LISTED RECORDS
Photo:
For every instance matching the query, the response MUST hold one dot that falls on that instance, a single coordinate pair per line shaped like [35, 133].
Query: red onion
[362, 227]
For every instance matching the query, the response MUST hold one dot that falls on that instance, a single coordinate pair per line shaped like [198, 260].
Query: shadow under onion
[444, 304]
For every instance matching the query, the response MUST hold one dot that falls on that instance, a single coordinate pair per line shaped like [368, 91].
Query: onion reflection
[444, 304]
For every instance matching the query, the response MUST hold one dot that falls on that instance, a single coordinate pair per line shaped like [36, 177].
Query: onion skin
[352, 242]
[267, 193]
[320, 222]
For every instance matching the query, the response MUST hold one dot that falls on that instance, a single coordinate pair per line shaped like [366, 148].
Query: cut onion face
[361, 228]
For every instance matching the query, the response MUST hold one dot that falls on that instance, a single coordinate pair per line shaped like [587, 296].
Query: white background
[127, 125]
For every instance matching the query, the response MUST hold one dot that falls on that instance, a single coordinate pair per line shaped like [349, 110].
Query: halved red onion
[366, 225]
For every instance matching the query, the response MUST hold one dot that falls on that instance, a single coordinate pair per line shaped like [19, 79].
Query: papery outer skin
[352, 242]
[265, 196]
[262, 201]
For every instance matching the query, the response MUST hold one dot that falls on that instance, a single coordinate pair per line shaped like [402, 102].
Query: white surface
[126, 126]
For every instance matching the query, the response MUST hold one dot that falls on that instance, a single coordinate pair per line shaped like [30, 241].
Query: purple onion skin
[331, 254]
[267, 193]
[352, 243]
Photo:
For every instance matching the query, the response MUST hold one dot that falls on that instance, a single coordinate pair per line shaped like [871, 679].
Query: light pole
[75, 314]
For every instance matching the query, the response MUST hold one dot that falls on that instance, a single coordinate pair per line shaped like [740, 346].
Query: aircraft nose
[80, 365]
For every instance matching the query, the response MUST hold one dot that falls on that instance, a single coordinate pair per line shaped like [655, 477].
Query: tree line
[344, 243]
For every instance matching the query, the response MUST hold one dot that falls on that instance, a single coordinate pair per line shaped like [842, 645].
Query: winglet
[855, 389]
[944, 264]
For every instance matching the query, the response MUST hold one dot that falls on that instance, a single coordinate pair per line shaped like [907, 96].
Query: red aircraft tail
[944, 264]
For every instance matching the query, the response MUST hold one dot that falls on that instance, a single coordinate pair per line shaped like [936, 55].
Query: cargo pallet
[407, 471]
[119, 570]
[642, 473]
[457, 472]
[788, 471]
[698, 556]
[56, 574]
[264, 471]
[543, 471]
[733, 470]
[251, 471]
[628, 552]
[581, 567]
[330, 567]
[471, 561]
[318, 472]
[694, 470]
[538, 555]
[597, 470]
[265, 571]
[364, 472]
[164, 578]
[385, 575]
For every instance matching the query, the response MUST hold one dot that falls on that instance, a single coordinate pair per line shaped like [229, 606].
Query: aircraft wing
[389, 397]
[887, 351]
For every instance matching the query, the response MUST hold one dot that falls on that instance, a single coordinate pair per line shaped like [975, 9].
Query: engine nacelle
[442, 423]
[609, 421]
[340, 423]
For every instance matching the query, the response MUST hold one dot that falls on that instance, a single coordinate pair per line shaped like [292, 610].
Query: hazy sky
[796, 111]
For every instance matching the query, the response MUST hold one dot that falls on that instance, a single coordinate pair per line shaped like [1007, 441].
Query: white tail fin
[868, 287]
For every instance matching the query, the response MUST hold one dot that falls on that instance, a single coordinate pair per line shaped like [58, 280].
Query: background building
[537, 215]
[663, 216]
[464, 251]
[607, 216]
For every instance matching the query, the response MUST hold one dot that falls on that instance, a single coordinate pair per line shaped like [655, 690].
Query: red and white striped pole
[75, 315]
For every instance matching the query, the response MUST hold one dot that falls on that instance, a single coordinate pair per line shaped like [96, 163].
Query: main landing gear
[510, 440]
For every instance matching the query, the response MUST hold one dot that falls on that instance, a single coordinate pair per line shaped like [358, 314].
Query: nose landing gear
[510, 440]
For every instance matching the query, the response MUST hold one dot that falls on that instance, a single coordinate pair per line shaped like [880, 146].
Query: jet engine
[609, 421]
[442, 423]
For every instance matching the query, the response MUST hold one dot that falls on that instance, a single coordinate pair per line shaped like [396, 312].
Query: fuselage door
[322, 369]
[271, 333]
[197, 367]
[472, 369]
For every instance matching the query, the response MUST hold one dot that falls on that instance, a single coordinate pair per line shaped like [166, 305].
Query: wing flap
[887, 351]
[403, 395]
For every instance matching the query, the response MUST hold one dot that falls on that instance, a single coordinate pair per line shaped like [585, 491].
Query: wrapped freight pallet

TASK DIRECTIONS
Transcribe all of the material exactly as it was written.

TASK ANSWER
Photo:
For every instance matching the query, the response MUST hold one dot that falls on that instance, a single coordinate pair per line shaped like [35, 133].
Query: red onion
[362, 227]
For every instance matching the query, the response MUST hold one dot that falls on that instance, a single coordinate pair per line shaped like [198, 260].
Query: shadow under onion
[444, 304]
For every instance matching the query, the response MUST hold one dot that falls on that instance, a single coordinate pair per line shaped like [368, 91].
Query: onion reflection
[444, 304]
For every instance matching the query, the response MUST hold one dot that falls on that instance, a single coordinate pair per line shaped like [36, 177].
Query: onion skin
[352, 242]
[267, 193]
[320, 222]
For every instance matching the query, the response MUST hold one dot that falls on that instance, a single coordinate pair per line shaped like [366, 148].
Query: cut onion face
[361, 228]
For every instance matching the query, the response MUST hold one dot that falls on that instance, a single coordinate pair per line shaped like [587, 296].
Query: white background
[127, 125]
For every instance matching the query, the response MUST hold one dot that falls on that instance, a single coordinate pair per line shaped like [349, 110].
Query: halved red onion
[366, 225]
For every instance matching the query, the response MUST hold one dot that falls on that instance, a single coordinate pair per line shaped like [19, 79].
Query: papery outer skin
[352, 242]
[265, 196]
[262, 201]
For every instance matching the query, the response MUST hold one dot that falls on that instance, a single coordinate pair per line shaped like [402, 102].
Query: white surface
[126, 126]
For every instance matching the query, the response MUST hold one dot that falls on that instance, a single coordinate pair per line shaped like [30, 241].
Query: purple onion skin
[331, 254]
[267, 193]
[352, 243]
Photo:
For every instance matching the query, the response MUST hold one dot that falls on that instance, a single coordinate pair per line shaped like [871, 679].
Query: light pole
[75, 314]
For every instance matching the query, the response MUST hold one dot that falls on that instance, a single coordinate pair per line shaped like [740, 346].
Query: aircraft nose
[80, 365]
For every instance matching the query, the response MUST hold one dot that falls on that instance, a single coordinate pair per line shaped like [655, 477].
Query: tree line
[344, 243]
For every instance matching the query, the response MUST hold one dot that falls on that instance, a single coordinate pair per line shaped like [842, 645].
Query: winglet
[855, 389]
[944, 264]
For every instance matching the query, the response MUST hold one dot that falls on that instance, a single coordinate pair per line shaped like [907, 96].
Query: red aircraft tail
[944, 264]
For every instance matching the query, the response MUST hold one dot that falls on that instance, a single coordinate pair per line shaped like [936, 55].
Query: cargo pallet
[407, 471]
[119, 570]
[642, 473]
[457, 472]
[788, 471]
[698, 556]
[56, 574]
[264, 471]
[543, 471]
[733, 470]
[251, 471]
[628, 552]
[581, 567]
[330, 567]
[471, 561]
[318, 472]
[694, 470]
[538, 555]
[597, 470]
[265, 571]
[364, 472]
[164, 578]
[385, 575]
For every instance matching the query, the response MUST hold one dot that falls on that instance, a single coordinate pair per line shaped like [229, 606].
Query: aircraft wing
[389, 397]
[887, 351]
For every instance matching the query, the response MUST hold one dot that falls on that instance, a single coordinate pair per line shaped like [975, 9].
Query: engine nacelle
[442, 423]
[609, 421]
[340, 423]
For every instance matching the query, the response MUST hold one dot that falls on that instance, a single coordinate pair per line shaped like [292, 610].
Query: hazy sky
[796, 111]
For every instance matching the query, the response MUST hold one dot that falls on that instance, a single coordinate pair per line shaped like [1007, 441].
Query: white tail fin
[868, 287]
For every instance matching the query, the response MUST hold one dot that falls on that instance, a single coordinate pair per line shaped like [58, 280].
Query: background building
[537, 215]
[663, 216]
[464, 251]
[607, 216]
For every instance matching the query, the response MUST hold one dot that falls on that instance, a single coordinate pair per line shaped like [655, 690].
Query: red and white striped pole
[75, 315]
For every instance matching the query, the response MUST hold one dot that falls on that instance, a single coordinate pair per line shaped like [96, 163].
Query: main landing gear
[510, 440]
For every instance matching the query, the response MUST hold one dot that falls on that instance, a single coordinate pair per line shaped like [358, 314].
Query: nose landing gear
[510, 440]
For every instance matching the query, the response MUST hold one dot that falls on that instance, a single coordinate pair per line shaped like [880, 146].
Query: jet engine
[609, 421]
[442, 423]
For every instance matching the query, the response MUST hold one dot that falls on that instance, a single coordinate pair per line shaped like [396, 312].
Query: fuselage door
[322, 369]
[271, 333]
[197, 367]
[472, 369]
For every instance matching the query, the response MUST hold one dot that falls on that instance, a single coordinate pair per line shaped like [166, 305].
Query: wing flap
[887, 351]
[403, 395]
For every instance matching the query, the response MUST hold one dot that falls on that instance, a single coordinate pair per line shaped like [585, 491].
Query: wrapped freight pallet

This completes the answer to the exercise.